The top 5 smart warehouse technologies you should be using today

Smart Warehouse Technologies with SC Junction

Technology in all sectors of the economy is progressing at a rapid pace. To keep up, warehouses need to be equipped with the technologies that allow them to keep up with manufacture, production, and consumer demand. A smart warehouse is automated for improved productivity, efficiency, and accuracy, and the solutions that are implemented give flexibility and capability to the employees and their processes.

Take a look at the technologies you should be using in your smart warehouse, with discussion on how to keep them flexible, functional, and effective.

Why should you automate your warehouse?

In addition to a reduction in human error, lower risk of injury, and the optimisation of throughput, your automation reduces your overheads, adds flexibility to your hours of operation, and allows you to be more accurate in assessing your workforce requirement.

There are a number of popular tools and products available, and you should be using the most prominent of these in your day-to-day operations, integrated for improved performance.

Supply Chain Junction’s Top 5 Must-Have Smart Warehouse Technologies

In no specific order, these are the five technologies you need access to in your warehouse today:

1. A Warehouse Management System

A WMS should comprehensively consolidate all of your critical warehouse data into one easily accessible platform, to give select members of your supply chain a full view of your workings, lightning-fast reporting, real-time statistics, and accurate planning capabilities.

The use of your warehouse management system should perfectly complement your other autonomous processes, and provide the following benefits:

  • Real-time access to quality data giving you increased visibility throughout your supply chain
  • Accurate demand forecasting
  • Reduced labour costs due to efficient labour allocation
  • Streamlined warehouse processes
  • Optimised warehouse layout
  • Improved inventory accuracy
  • Improved pick accuracy
  • Decreased time between picks
  • Improved warehouse flexibility and responsiveness
  • Improved warehouse safety and security
  • Improved supplier relationships
  • Improved customer service levels
  • The ability to implement an ongoing optimisation strategy

2. Automated Picking Tools

We’ve worked with several companies who progressed through the stages of pick technology evolution - from paper to RF - and seen huge productivity and accuracy improvements.

### [What to work on]
According to the text on smart warehouse technologies, what should a warehouse management system consolidate into one easily accessible platform? The listing that comes next is separate material and is not part of the text on smart warehouse technologies.

[Records]
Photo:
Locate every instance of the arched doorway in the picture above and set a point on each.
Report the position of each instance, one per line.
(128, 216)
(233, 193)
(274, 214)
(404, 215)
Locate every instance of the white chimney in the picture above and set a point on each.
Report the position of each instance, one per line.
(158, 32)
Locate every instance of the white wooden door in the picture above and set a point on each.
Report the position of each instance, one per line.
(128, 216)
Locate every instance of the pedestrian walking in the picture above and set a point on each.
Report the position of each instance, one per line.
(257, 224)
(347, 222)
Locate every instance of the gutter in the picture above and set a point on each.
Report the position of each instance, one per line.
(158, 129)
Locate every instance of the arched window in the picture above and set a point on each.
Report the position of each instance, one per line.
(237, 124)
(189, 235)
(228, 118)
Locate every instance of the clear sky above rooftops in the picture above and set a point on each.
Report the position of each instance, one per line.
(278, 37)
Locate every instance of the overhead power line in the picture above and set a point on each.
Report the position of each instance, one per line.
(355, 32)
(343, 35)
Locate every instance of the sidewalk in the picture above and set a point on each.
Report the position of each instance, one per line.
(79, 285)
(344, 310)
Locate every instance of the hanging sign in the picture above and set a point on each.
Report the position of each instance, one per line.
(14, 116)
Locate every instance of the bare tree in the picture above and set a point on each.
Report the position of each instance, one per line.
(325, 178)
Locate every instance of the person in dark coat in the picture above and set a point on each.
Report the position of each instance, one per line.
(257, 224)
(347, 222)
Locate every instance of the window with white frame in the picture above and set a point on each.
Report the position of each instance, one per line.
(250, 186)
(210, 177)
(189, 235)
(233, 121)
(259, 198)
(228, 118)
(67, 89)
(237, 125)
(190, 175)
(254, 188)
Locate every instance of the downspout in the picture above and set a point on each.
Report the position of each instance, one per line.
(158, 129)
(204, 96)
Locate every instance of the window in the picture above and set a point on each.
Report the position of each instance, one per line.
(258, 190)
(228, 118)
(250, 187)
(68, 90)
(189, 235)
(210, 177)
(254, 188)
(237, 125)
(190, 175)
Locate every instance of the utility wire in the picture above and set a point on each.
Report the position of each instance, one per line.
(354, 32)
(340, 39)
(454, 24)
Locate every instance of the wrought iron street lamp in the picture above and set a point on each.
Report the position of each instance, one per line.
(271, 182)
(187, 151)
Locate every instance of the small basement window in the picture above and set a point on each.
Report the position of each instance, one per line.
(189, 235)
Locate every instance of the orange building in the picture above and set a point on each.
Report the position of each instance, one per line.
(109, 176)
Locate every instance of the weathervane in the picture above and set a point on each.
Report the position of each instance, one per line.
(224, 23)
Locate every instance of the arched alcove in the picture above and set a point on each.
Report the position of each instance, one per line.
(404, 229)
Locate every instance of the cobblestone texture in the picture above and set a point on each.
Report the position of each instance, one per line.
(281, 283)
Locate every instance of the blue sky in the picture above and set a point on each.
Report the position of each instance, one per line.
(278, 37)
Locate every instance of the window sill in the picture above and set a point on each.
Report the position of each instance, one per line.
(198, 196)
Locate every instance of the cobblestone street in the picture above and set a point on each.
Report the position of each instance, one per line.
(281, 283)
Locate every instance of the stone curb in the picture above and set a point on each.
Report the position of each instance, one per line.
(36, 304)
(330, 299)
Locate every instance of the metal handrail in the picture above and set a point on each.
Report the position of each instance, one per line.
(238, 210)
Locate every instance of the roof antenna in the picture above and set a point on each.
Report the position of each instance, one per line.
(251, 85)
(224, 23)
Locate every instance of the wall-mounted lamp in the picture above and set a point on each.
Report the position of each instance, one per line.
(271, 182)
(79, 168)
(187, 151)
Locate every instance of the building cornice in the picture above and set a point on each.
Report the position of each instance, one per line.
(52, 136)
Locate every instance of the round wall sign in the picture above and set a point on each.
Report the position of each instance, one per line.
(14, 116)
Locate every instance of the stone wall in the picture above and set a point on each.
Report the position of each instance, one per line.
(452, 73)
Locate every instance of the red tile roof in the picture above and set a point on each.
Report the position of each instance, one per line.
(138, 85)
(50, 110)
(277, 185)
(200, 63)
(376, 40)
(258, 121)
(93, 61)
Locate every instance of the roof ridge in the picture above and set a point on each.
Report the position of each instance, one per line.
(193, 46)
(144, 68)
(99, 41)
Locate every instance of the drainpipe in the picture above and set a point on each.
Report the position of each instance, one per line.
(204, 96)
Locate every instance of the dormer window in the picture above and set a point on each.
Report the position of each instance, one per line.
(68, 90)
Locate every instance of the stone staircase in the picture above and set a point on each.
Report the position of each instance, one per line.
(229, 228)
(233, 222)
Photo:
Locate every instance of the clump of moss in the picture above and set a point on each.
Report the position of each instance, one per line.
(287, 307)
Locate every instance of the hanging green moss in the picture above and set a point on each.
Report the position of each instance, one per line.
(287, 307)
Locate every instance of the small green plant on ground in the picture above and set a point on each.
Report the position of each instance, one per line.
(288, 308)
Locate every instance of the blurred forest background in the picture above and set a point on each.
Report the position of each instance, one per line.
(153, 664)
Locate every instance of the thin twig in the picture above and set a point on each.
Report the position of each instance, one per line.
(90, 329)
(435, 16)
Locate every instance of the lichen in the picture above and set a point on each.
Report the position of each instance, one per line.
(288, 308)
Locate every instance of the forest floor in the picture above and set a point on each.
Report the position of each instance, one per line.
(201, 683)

### [Answer for the task]
All of the warehouse's critical data.